>> Begin RECORDS FOR THIS EXERCISE

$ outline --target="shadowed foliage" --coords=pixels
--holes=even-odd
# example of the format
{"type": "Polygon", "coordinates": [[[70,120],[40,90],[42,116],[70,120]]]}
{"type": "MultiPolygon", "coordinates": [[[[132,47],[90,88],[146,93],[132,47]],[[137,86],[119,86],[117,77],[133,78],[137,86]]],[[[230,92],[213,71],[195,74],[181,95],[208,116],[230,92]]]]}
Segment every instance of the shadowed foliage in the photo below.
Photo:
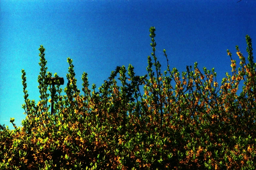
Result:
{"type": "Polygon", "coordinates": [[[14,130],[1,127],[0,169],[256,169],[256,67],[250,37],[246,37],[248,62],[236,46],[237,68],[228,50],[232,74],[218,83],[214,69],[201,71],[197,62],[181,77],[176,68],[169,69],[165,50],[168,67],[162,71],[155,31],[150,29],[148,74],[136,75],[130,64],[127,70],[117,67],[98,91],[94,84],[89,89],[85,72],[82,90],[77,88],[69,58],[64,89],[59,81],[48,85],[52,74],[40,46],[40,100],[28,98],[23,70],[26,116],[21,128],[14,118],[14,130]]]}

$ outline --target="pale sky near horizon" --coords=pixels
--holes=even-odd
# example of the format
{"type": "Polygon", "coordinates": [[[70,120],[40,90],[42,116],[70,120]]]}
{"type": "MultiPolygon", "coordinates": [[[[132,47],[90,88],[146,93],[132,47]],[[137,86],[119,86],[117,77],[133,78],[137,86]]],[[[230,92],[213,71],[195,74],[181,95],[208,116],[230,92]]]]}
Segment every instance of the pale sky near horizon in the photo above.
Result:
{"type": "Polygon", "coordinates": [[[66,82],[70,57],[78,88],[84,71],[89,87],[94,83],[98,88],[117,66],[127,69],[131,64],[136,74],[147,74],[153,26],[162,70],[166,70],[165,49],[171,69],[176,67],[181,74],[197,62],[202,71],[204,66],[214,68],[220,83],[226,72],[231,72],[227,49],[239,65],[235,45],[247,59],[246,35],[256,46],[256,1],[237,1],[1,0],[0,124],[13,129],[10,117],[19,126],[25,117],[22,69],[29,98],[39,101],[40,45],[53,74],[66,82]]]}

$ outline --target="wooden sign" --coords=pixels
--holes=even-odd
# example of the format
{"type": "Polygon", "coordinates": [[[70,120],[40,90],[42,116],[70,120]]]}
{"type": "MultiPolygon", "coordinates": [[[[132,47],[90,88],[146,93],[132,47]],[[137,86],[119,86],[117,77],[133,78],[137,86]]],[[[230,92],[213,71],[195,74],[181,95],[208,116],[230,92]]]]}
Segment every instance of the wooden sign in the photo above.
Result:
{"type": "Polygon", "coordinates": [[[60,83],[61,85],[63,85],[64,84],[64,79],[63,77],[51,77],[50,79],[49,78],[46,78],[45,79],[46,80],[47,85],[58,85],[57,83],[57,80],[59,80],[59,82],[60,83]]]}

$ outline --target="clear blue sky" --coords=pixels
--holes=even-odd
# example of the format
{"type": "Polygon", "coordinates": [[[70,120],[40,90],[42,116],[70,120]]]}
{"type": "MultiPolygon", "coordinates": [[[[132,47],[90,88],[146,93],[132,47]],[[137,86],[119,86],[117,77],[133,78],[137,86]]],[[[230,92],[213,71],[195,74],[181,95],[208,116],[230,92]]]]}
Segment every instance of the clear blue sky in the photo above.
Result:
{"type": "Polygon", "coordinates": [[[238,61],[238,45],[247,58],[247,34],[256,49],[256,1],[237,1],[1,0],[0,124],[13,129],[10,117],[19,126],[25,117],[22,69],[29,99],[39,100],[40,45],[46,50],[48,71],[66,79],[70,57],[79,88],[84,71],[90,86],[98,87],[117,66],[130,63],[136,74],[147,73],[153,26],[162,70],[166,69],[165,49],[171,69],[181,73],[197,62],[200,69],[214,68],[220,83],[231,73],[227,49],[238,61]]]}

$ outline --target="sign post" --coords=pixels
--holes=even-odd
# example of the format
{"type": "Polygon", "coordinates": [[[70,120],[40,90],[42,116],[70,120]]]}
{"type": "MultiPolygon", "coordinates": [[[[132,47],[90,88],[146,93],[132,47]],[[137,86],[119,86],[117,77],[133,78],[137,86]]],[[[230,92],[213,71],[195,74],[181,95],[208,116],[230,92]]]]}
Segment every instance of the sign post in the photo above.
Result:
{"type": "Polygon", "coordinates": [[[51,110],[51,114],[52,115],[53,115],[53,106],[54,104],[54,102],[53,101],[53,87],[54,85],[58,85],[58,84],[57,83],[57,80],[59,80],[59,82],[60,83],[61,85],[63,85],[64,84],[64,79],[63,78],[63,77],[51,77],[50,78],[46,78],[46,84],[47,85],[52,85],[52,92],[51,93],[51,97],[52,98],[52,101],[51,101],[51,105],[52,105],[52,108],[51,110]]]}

>> End RECORDS FOR THIS EXERCISE
>> Begin RECORDS FOR THIS EXERCISE

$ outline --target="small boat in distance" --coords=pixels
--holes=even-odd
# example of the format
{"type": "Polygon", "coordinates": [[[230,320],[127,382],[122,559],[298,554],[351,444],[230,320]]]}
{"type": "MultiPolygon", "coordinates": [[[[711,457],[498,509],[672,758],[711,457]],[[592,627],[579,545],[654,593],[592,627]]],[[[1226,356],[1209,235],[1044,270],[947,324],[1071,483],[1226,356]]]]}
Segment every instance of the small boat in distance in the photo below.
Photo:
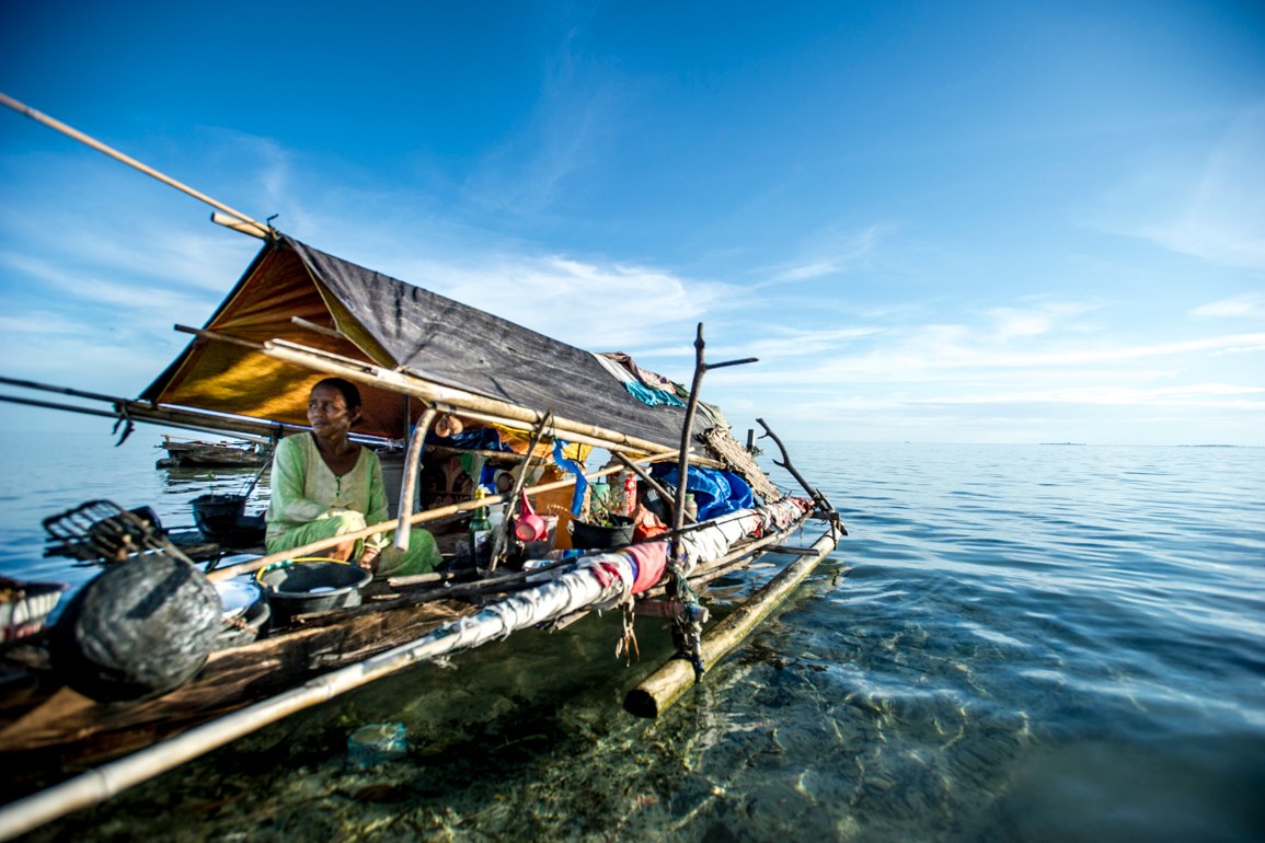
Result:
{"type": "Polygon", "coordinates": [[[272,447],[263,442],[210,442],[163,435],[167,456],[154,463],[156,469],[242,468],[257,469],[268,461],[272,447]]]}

>> End RECORDS FOR THIS EXERCISE

Select every line in the rows above that contains the word "blue", and copy those lines. Case counts.

▸ CORRECT ANSWER
$ outline --target="clear blue sky" --coords=pixels
Segment every instance of the clear blue sky in the photo above.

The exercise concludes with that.